— begin TEXT EXCERPT —

"Love Leads the Way" - Easter Sermon, April 1, 2018


Community UMC, Quincy
“Love Leads the Way”
Easter Sunday: April 1, 2018
Pastor Andrew Davis
John 20: 1-18

            In conversations with many of my clergy colleagues leading up to today, many of us are convinced that God really has a sense of humor this year.  Back in February, we began the 40-day journey of Lent on Ash Wednesday, although Ash Wednesday happened to fall on Valentine’s Day.  So, if anyone was giving up chocolate or candy since Lent is often associated with giving stuff up, God may have had the last laugh there.  Likewise, today happens to fall on April Fool’s Day as we celebrate this beautiful Easter morning.  Typically, on April Fool’s Day, we may want to pull some fun pranks, or maybe engage in a little holy mischief here and there.   
On the other hand, one of my favorite comics I like to read regularly is “Coffee with Jesus,” from Radio Free Babylon, which puts Jesus in a contemporary setting, business suit and all, having coffee and conversation with people who are searching for life’s greatest answers and are at different stages on the journey of faith.  Sometimes, we see Jesus being a little sassy, or even doling out some tough love in many of his responses, although the people in the comic are modern-day disciples who get it and don’t get it, even clergy.  Every year on the day before Easter, Jesus is having coffee with the Easter Bunny and both ask each other if they’re ready for the big day.  Of course, the Easter Bunny is a little smart and responds to Jesus, saying “I bring the basket and you jump out of the casket,” in which Jesus responds, “Tomb, Bunny.”[i]
            However, I don’t think the resurrection was any kind of an April fool’s joke either.  While the song “Always Look on the Bright Side of Life” from Monty Python’s “The Life of Brian” pokes fun at life and death, death is not really a laughing matter.  I say this in light of the unexpected death of one of my cousins on Sunday night, which has brought a whole new meaning to Holy Week and Easter this year.  After a moving and meaningful time of worship last Sunday, I was still on a spiritual high from that and being recommended to move forward in the UMC’s ordination process a week ago this past Wednesday, only to learn of my cousin’s passing on Monday morning during our Lenten study.  For the rest of this past week, I have found myself reflecting a lot about Jesus’s own life and how things quickly changed for him when he triumphantly entered Jerusalem, as the crowds shouted ‘Hosanna to our King’ only to have those shouts of Hosanna change over the course of the week to ‘crucify him,’ in which Jesus was arrested, tried, sentenced to death, and executed on the cross, then laid in the tomb with Mary Magdalene, his mother, and the unnamed, beloved disciple in John’s gospel staying at his side.  The other disciples on the other hand, ran away in fear.

— end TEXT EXCERPT —
— begin LISTED RECORDS —

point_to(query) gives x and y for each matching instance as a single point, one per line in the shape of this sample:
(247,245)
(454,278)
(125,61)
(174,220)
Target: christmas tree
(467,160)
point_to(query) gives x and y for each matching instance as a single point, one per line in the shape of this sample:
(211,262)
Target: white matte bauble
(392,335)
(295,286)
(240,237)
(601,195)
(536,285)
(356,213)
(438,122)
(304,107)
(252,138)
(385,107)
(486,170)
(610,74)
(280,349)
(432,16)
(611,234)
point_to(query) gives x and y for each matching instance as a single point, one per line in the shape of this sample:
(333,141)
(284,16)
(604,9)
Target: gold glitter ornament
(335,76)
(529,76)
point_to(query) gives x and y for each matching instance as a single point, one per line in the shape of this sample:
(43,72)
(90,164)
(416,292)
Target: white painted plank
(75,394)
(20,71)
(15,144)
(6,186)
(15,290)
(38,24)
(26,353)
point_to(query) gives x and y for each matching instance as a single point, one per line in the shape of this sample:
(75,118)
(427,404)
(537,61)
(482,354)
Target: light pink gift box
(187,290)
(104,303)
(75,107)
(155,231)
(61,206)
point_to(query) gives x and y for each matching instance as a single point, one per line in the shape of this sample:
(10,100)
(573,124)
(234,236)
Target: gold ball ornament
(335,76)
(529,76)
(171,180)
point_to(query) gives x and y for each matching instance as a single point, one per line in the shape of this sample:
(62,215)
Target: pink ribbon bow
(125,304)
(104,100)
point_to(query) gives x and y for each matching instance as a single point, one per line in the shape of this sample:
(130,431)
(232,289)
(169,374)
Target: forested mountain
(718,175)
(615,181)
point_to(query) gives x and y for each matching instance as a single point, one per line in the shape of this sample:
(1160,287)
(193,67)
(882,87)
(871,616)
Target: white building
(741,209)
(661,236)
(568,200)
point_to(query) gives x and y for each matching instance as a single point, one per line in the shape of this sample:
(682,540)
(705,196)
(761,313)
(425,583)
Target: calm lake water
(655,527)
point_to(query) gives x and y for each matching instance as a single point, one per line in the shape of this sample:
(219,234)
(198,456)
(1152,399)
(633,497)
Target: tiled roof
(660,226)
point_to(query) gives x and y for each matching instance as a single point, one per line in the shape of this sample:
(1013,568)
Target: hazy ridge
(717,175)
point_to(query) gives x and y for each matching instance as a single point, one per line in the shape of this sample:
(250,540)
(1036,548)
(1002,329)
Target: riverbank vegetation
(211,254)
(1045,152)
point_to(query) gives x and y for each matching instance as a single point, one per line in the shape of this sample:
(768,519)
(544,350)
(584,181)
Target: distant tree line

— end LISTED RECORDS —

*REQUIRED TASK*. According to the Easter sermon, which holiday did Ash Wednesday fall on in 2018? The records are separate material with no connection to the Easter sermon.

*OUTPUT FOR THIS EXERCISE*. Valentine’s Day.